Copy the entries below word for word, starting at the line that contains "Exercise. Mark the white plate rim" and continuing through the last line of the entries.

------ RAW DATA

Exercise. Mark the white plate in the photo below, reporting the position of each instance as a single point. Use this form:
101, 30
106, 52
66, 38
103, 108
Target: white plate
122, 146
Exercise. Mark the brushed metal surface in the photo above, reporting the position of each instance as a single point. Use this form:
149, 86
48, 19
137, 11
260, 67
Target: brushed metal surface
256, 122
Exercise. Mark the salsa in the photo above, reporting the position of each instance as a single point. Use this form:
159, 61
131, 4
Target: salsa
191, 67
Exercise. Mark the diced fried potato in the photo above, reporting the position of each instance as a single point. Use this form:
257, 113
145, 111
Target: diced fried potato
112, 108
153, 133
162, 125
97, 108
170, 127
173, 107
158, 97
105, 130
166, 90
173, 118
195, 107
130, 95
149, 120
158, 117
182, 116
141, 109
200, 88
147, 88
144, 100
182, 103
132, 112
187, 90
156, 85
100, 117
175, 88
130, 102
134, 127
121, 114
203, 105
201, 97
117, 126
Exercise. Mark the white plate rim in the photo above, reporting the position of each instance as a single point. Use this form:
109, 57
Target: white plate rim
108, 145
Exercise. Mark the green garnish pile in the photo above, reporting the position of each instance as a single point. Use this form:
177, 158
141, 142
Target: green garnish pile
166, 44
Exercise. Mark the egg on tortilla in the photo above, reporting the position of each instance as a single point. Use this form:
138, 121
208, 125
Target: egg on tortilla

------------

- [RESULT FOR THIS TASK]
Exercise. Mark the white plate rim in the photo above, reporting the position of each instance as a single point. Use this form:
109, 57
Target: white plate rim
108, 145
Exercise. Mark the green garnish pile in the photo above, reporting the position of each instance as a single point. Use this form:
177, 158
141, 142
Target: green garnish pile
166, 44
Exercise. Mark the egg on tortilla in the photo above, reporting the position of each instance as a single point. Use this form:
138, 121
208, 125
Target: egg on tortilla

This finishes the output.